### What is expected
Begin at the top of the entries below and write out every line through the one containing "of the forearm", excluding pictures.

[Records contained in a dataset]

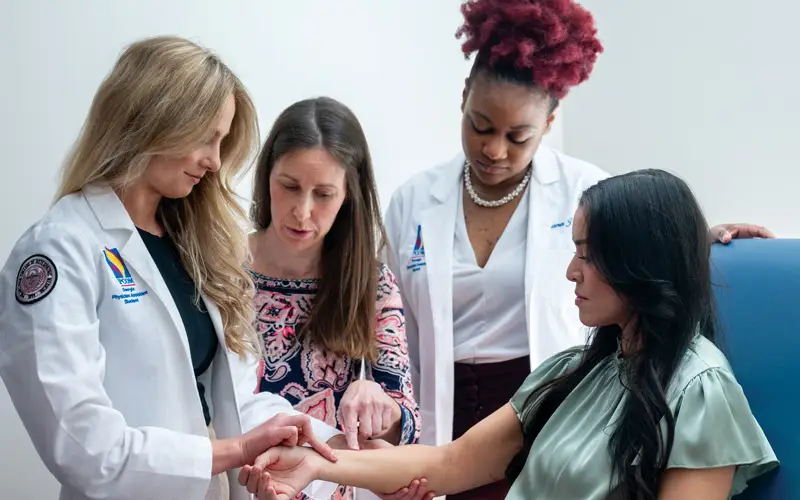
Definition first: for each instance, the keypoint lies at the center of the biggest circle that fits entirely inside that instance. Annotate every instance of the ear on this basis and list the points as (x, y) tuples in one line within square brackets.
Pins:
[(550, 119), (464, 94)]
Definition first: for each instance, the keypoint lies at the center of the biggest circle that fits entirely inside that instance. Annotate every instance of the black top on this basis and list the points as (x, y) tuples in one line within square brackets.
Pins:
[(203, 340)]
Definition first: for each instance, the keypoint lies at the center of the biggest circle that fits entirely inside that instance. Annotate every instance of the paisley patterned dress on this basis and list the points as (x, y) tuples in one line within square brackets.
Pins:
[(314, 380)]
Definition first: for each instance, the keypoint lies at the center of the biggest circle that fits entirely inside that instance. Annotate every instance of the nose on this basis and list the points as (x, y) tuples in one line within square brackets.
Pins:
[(302, 209), (213, 162), (495, 148), (574, 271)]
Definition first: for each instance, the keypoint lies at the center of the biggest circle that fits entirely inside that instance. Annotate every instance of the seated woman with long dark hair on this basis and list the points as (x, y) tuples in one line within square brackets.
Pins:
[(649, 409)]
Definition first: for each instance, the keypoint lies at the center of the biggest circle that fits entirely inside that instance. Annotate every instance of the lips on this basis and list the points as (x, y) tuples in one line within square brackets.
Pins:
[(490, 169), (195, 178)]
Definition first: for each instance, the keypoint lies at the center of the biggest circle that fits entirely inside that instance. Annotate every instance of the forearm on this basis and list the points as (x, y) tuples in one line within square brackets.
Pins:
[(389, 470), (226, 454)]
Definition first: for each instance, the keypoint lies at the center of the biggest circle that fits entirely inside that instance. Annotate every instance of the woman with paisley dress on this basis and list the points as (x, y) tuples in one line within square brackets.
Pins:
[(328, 312)]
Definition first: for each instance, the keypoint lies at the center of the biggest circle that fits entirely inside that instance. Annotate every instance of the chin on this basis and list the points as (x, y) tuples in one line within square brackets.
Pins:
[(177, 194)]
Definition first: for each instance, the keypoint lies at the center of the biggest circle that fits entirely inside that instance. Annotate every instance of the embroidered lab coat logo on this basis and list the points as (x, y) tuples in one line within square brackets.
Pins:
[(566, 223), (123, 276), (417, 260)]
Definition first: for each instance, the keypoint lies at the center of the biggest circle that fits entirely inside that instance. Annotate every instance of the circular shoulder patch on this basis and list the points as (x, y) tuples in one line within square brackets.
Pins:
[(36, 279)]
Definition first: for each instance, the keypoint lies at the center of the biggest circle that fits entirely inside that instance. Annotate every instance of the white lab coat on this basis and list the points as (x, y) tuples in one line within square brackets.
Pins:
[(420, 222), (102, 376)]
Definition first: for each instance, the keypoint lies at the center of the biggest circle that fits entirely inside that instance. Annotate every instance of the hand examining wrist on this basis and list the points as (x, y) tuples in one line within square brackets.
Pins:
[(366, 411), (226, 454)]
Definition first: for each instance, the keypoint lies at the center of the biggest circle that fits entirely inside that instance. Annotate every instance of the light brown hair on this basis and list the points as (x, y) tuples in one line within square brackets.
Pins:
[(343, 313), (163, 96)]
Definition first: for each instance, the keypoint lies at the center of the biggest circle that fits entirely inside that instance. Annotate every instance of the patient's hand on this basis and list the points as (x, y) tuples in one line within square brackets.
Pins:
[(281, 472)]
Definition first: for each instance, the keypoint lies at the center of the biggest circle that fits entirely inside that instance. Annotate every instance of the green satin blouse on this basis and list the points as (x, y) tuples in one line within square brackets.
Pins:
[(713, 427)]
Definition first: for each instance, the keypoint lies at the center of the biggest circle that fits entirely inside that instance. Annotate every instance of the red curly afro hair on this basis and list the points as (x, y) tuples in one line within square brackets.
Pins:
[(548, 43)]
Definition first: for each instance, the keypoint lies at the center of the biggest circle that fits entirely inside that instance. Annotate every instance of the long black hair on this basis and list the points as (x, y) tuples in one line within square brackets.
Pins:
[(647, 236)]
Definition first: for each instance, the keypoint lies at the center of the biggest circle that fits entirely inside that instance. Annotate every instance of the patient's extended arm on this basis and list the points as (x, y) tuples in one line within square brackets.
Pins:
[(477, 458)]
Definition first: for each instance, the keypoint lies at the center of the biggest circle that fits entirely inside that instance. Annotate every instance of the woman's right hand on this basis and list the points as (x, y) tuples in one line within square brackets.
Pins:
[(282, 429), (281, 472)]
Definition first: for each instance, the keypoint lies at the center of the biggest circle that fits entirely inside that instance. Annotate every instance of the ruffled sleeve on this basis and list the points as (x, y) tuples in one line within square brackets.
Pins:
[(551, 368), (714, 427)]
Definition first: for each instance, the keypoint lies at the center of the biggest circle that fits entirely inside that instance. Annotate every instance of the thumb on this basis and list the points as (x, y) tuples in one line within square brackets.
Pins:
[(350, 426)]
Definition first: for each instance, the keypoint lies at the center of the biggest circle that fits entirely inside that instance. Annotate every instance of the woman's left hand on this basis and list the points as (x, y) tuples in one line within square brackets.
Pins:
[(367, 411), (724, 233)]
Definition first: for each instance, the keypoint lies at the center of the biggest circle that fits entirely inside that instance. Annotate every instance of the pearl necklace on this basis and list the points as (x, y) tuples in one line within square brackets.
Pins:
[(496, 203)]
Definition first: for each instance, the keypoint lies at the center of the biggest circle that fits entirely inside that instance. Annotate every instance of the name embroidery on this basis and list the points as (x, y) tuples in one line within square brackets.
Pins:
[(123, 276), (566, 223), (417, 260)]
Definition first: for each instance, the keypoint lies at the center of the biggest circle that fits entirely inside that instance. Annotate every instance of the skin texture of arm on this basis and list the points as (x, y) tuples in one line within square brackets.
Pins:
[(697, 484), (477, 458)]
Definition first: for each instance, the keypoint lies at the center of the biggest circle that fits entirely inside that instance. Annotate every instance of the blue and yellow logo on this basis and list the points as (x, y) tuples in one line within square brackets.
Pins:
[(417, 260), (117, 265)]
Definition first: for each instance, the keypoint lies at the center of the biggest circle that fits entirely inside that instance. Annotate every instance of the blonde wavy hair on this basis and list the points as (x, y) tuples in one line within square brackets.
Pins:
[(164, 96)]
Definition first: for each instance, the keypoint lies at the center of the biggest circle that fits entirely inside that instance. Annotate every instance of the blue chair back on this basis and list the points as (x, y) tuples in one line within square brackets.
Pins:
[(757, 287)]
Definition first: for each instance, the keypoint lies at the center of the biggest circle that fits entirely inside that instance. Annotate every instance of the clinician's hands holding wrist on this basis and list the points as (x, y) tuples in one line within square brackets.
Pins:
[(366, 411), (282, 429)]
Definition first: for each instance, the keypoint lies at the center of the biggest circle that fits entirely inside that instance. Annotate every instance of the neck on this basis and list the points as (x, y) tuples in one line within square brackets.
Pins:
[(496, 191), (271, 256), (142, 205), (629, 342)]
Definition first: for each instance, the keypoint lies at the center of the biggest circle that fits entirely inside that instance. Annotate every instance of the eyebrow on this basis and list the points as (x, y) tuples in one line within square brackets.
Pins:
[(515, 127), (289, 177)]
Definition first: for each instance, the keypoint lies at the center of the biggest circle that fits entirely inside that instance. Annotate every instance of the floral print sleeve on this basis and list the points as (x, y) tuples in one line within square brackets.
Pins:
[(392, 369)]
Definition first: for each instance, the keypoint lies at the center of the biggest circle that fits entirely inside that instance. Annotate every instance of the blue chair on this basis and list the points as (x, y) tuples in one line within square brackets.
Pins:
[(757, 286)]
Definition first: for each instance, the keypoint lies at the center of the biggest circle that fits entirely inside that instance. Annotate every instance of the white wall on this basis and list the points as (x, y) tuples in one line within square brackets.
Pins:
[(397, 64), (706, 89)]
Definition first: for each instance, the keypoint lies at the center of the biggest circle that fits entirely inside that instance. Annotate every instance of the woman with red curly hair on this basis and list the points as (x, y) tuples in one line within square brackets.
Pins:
[(479, 244)]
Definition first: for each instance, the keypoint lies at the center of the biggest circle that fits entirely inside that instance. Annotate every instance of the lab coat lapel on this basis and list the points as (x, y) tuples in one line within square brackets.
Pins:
[(113, 217), (542, 211), (438, 229)]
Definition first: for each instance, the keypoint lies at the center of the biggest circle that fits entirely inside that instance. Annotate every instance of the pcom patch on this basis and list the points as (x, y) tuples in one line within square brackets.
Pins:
[(36, 279)]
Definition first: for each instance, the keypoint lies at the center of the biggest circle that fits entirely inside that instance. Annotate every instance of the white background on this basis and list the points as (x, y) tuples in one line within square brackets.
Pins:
[(707, 89), (711, 97)]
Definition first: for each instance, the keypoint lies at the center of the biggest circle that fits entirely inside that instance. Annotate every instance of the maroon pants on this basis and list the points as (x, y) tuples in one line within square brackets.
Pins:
[(480, 390)]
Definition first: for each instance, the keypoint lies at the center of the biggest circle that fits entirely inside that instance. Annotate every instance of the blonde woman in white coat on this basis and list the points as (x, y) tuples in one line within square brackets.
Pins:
[(126, 339), (479, 244)]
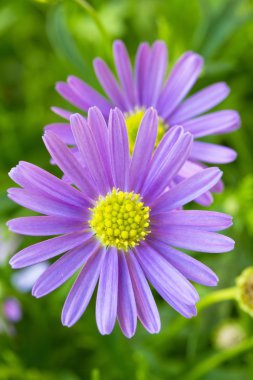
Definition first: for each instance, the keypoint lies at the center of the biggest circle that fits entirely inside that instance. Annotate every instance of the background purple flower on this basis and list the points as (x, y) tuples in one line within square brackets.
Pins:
[(147, 85), (112, 189)]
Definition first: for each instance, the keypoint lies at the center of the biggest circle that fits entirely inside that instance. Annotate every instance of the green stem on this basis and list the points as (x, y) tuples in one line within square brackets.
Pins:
[(215, 360), (217, 296), (92, 12), (212, 298)]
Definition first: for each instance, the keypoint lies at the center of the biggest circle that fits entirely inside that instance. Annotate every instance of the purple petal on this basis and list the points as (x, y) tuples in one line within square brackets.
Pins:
[(107, 295), (157, 65), (141, 71), (109, 84), (146, 306), (213, 123), (176, 157), (168, 282), (63, 131), (181, 79), (127, 313), (200, 102), (44, 225), (100, 132), (212, 153), (47, 249), (119, 149), (143, 149), (193, 239), (62, 112), (164, 276), (167, 143), (187, 190), (39, 181), (44, 204), (202, 220), (82, 290), (124, 70), (60, 271), (89, 96), (67, 162), (91, 156), (191, 268)]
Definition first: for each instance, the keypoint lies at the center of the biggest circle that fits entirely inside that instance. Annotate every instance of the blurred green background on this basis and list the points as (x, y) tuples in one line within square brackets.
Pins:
[(42, 42)]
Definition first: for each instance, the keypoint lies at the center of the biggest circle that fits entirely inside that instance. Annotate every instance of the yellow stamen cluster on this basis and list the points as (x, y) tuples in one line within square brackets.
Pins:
[(120, 219), (133, 121), (245, 290)]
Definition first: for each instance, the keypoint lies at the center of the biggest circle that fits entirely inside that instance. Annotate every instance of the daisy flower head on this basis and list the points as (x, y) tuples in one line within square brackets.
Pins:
[(121, 222), (147, 85)]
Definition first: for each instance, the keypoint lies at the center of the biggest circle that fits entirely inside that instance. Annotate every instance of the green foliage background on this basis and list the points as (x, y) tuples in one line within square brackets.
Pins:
[(42, 42)]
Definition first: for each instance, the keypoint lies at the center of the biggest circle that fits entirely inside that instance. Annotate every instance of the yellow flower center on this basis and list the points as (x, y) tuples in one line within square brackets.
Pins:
[(133, 120), (120, 220)]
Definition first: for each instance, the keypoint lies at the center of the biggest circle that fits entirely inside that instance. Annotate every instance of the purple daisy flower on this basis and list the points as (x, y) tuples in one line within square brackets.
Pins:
[(120, 222), (146, 86)]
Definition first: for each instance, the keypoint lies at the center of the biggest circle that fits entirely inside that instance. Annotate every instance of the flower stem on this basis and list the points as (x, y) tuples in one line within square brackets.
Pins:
[(217, 296), (212, 298), (215, 360)]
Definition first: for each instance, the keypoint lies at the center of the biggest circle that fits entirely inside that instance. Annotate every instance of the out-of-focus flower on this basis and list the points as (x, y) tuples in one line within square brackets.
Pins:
[(12, 309), (244, 287), (229, 334), (120, 221), (147, 85)]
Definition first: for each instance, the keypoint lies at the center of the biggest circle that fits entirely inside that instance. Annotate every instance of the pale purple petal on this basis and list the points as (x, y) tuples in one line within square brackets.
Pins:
[(199, 219), (124, 70), (169, 283), (212, 153), (67, 162), (193, 239), (200, 102), (82, 290), (213, 123), (45, 225), (187, 190), (46, 205), (99, 128), (167, 143), (107, 295), (143, 149), (160, 272), (146, 306), (89, 96), (141, 71), (119, 149), (61, 270), (127, 312), (63, 131), (47, 249), (181, 79), (191, 268), (109, 84), (62, 112), (39, 181), (90, 154), (157, 65), (171, 165)]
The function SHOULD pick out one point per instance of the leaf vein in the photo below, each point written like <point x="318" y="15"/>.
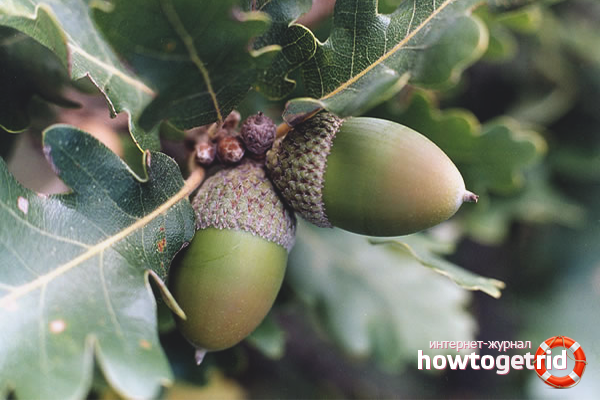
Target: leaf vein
<point x="384" y="57"/>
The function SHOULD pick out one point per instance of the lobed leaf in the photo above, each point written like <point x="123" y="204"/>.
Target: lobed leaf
<point x="370" y="56"/>
<point x="28" y="69"/>
<point x="297" y="42"/>
<point x="66" y="28"/>
<point x="74" y="271"/>
<point x="195" y="54"/>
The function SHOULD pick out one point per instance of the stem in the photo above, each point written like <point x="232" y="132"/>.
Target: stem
<point x="470" y="197"/>
<point x="282" y="130"/>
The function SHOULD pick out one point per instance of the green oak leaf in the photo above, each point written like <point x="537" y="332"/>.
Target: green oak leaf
<point x="491" y="157"/>
<point x="297" y="42"/>
<point x="502" y="26"/>
<point x="427" y="251"/>
<point x="369" y="56"/>
<point x="28" y="69"/>
<point x="196" y="54"/>
<point x="74" y="271"/>
<point x="66" y="28"/>
<point x="375" y="301"/>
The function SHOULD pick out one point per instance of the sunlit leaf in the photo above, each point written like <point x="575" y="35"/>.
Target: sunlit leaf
<point x="369" y="56"/>
<point x="197" y="55"/>
<point x="74" y="271"/>
<point x="66" y="28"/>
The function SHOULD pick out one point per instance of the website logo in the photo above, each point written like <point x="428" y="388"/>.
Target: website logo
<point x="543" y="355"/>
<point x="540" y="362"/>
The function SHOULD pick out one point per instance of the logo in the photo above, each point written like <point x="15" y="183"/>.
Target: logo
<point x="543" y="357"/>
<point x="540" y="362"/>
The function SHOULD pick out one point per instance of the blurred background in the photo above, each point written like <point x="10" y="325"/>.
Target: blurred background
<point x="523" y="126"/>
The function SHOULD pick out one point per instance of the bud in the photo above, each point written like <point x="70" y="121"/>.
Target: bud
<point x="230" y="150"/>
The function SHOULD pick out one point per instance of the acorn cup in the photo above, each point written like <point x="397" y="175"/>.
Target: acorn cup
<point x="231" y="273"/>
<point x="366" y="175"/>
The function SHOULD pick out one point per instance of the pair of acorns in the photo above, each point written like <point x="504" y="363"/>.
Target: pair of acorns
<point x="364" y="175"/>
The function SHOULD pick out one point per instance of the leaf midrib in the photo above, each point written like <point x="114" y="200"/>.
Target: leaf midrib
<point x="384" y="57"/>
<point x="41" y="281"/>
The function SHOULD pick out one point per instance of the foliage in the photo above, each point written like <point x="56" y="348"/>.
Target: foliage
<point x="506" y="89"/>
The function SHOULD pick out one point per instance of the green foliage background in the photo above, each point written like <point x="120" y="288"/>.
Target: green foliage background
<point x="510" y="90"/>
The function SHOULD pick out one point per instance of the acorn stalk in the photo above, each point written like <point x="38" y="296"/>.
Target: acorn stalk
<point x="366" y="175"/>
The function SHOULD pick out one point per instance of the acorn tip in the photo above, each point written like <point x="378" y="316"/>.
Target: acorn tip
<point x="470" y="197"/>
<point x="199" y="355"/>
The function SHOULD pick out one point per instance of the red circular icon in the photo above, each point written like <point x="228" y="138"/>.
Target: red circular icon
<point x="574" y="348"/>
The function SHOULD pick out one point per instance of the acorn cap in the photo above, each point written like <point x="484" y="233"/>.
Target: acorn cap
<point x="297" y="165"/>
<point x="366" y="175"/>
<point x="243" y="198"/>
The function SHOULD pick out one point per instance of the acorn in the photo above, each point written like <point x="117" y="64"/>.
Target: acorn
<point x="366" y="175"/>
<point x="231" y="273"/>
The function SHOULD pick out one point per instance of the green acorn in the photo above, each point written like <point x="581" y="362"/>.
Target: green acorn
<point x="231" y="273"/>
<point x="366" y="175"/>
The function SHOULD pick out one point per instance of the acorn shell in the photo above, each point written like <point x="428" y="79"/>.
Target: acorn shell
<point x="226" y="284"/>
<point x="230" y="274"/>
<point x="366" y="175"/>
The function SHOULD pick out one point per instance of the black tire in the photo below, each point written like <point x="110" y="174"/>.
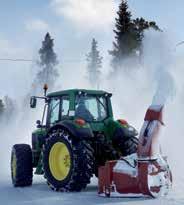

### Answer space
Definition first: for each instance, the keypoint lies at the center of the biggest circle that fits entirely inside that instance. Annotate every instance of the ear on this basis and list the points as (x, y) tuples in one line within square brackets.
Pins:
[(550, 119), (464, 94)]
Definition first: for each instance, the keypoint lies at the center of the biggest circle that fits entirely inside that instance. Annotate every instance of the black top on this basis and list the points as (x, y) tuples in one line within square brackets.
Pins:
[(203, 340)]
Definition first: for each instance, the keypoint lies at the center of the biggest circle that fits entirely inside that instance. Annotate every instance of the paisley patterned dress on this basis and list the points as (x, y) tuples in one line within square brackets.
Pins:
[(314, 380)]
Definition first: for each instance, the keypoint lies at the center of the biggest circle that fits entirely inside that instance. Annotate every instance of the nose on this basis and list the points as (x, y) tuples in one line within square brackets.
Pins:
[(302, 209), (213, 162), (495, 148), (574, 271)]
Definition first: for each instance, the keypoint lies at the center of the biggest circle that fits entirely inside that instance. Annotate every instance of the seated woman with long dark hair on this basis and list the points as (x, y) tuples in one line within square brackets.
Pins:
[(649, 409)]
Definition first: for each instance, the keypoint lies at the center of the biggest circle that fits entirely inside that instance. Annotate every instance of the lips on this basis and list the points as (x, y) tuples in one line within square brackets.
Pins:
[(490, 169), (195, 178)]
Definition first: for each instance, the keypoint lies at the center of the biggest circle that fits entirely inside that instance. Annotate every instance of the forearm on this basis and list the points as (x, y) tuples in one line within square brackets.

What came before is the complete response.